■ About this task ■
Tally every line in the listing that holds the string "dark", then state the total and nothing more.

■ Supplied data ■
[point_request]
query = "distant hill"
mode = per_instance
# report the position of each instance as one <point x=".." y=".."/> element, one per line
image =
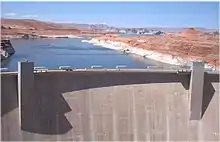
<point x="36" y="24"/>
<point x="88" y="26"/>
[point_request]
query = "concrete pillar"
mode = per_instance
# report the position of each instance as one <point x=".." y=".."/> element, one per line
<point x="196" y="90"/>
<point x="25" y="90"/>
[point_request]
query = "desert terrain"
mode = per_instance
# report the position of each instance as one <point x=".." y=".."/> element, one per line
<point x="190" y="44"/>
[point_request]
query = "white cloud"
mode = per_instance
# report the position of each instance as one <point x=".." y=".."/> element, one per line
<point x="29" y="16"/>
<point x="10" y="14"/>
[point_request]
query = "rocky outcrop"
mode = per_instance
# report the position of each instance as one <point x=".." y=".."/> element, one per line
<point x="6" y="49"/>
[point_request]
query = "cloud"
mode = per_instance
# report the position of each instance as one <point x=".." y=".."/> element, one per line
<point x="29" y="16"/>
<point x="10" y="14"/>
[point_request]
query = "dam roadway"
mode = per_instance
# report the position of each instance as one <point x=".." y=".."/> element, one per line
<point x="111" y="104"/>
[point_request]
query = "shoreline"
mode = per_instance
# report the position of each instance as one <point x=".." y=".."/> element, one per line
<point x="161" y="57"/>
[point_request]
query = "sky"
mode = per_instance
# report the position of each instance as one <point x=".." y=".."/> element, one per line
<point x="120" y="14"/>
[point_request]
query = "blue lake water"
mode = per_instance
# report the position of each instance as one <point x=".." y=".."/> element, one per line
<point x="52" y="53"/>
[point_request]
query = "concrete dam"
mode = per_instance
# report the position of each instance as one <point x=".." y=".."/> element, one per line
<point x="109" y="105"/>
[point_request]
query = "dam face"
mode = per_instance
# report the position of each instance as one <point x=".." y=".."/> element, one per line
<point x="107" y="105"/>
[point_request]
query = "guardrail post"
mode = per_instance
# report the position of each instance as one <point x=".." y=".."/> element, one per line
<point x="25" y="91"/>
<point x="196" y="90"/>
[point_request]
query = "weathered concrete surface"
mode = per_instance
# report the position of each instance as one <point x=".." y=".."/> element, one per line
<point x="113" y="106"/>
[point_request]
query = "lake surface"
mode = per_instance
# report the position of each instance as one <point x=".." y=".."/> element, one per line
<point x="52" y="53"/>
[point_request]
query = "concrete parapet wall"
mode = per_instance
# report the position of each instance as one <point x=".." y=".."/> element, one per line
<point x="110" y="105"/>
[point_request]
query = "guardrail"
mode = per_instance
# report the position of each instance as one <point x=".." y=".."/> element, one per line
<point x="4" y="69"/>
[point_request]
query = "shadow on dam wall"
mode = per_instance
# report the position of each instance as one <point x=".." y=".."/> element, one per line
<point x="70" y="106"/>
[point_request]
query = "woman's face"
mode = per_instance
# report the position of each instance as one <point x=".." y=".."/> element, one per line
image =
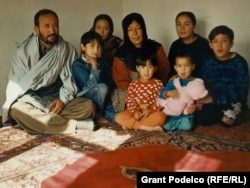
<point x="135" y="34"/>
<point x="102" y="27"/>
<point x="184" y="27"/>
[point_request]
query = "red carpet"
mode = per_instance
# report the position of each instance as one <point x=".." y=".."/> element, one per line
<point x="103" y="169"/>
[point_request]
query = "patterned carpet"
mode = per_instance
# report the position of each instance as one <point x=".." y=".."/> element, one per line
<point x="27" y="159"/>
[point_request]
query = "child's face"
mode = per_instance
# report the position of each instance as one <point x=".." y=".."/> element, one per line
<point x="102" y="27"/>
<point x="184" y="27"/>
<point x="135" y="34"/>
<point x="221" y="46"/>
<point x="146" y="72"/>
<point x="184" y="67"/>
<point x="92" y="49"/>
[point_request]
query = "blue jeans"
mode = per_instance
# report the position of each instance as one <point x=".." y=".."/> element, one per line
<point x="109" y="111"/>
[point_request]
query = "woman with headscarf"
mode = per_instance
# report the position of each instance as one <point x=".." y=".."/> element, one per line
<point x="134" y="44"/>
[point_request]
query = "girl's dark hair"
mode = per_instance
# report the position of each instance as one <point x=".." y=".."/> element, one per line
<point x="187" y="13"/>
<point x="104" y="17"/>
<point x="221" y="29"/>
<point x="90" y="36"/>
<point x="127" y="21"/>
<point x="141" y="60"/>
<point x="43" y="12"/>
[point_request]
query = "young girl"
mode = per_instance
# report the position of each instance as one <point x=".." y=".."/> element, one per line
<point x="184" y="67"/>
<point x="123" y="69"/>
<point x="141" y="110"/>
<point x="91" y="72"/>
<point x="227" y="79"/>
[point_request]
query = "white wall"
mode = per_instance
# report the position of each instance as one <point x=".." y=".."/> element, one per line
<point x="76" y="17"/>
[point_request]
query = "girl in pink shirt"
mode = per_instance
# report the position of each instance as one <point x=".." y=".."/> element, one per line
<point x="141" y="111"/>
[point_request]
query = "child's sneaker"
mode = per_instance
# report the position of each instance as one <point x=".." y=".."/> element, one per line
<point x="230" y="115"/>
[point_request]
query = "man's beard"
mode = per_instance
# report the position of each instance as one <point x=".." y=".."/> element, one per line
<point x="46" y="39"/>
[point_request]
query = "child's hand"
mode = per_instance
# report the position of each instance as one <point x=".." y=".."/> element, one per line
<point x="191" y="109"/>
<point x="137" y="115"/>
<point x="145" y="114"/>
<point x="173" y="94"/>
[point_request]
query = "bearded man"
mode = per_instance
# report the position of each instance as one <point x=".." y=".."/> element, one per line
<point x="41" y="90"/>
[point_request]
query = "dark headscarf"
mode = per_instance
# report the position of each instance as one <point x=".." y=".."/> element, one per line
<point x="128" y="52"/>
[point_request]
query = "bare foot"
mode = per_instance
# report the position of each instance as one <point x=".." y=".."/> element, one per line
<point x="149" y="128"/>
<point x="100" y="119"/>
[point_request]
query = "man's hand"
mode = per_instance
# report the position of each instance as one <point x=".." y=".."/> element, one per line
<point x="56" y="106"/>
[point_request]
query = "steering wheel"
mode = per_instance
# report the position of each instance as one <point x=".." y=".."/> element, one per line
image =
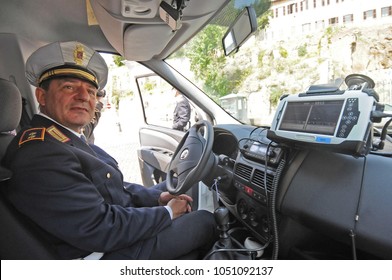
<point x="193" y="158"/>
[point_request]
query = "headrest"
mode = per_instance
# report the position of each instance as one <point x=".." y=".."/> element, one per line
<point x="10" y="106"/>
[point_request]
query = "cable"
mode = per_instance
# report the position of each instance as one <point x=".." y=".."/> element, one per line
<point x="275" y="250"/>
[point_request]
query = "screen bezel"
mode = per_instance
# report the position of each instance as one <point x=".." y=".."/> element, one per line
<point x="304" y="122"/>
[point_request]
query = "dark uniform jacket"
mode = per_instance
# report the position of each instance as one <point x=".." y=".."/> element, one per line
<point x="75" y="193"/>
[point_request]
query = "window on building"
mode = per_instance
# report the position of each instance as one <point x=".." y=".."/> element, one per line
<point x="369" y="14"/>
<point x="348" y="18"/>
<point x="290" y="9"/>
<point x="319" y="24"/>
<point x="333" y="21"/>
<point x="386" y="11"/>
<point x="306" y="27"/>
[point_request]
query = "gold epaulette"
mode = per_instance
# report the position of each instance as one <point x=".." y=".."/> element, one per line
<point x="57" y="134"/>
<point x="32" y="134"/>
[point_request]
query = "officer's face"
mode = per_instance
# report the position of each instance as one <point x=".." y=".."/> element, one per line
<point x="69" y="101"/>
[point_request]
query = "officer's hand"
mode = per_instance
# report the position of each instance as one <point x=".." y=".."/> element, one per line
<point x="165" y="197"/>
<point x="179" y="206"/>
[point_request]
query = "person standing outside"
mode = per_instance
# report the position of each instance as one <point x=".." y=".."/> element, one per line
<point x="88" y="130"/>
<point x="182" y="111"/>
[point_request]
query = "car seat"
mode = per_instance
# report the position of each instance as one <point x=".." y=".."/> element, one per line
<point x="19" y="239"/>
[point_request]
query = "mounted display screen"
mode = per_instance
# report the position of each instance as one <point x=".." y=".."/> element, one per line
<point x="319" y="117"/>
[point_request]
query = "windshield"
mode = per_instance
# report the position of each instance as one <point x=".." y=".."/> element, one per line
<point x="297" y="44"/>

■ Exercise answer ■
3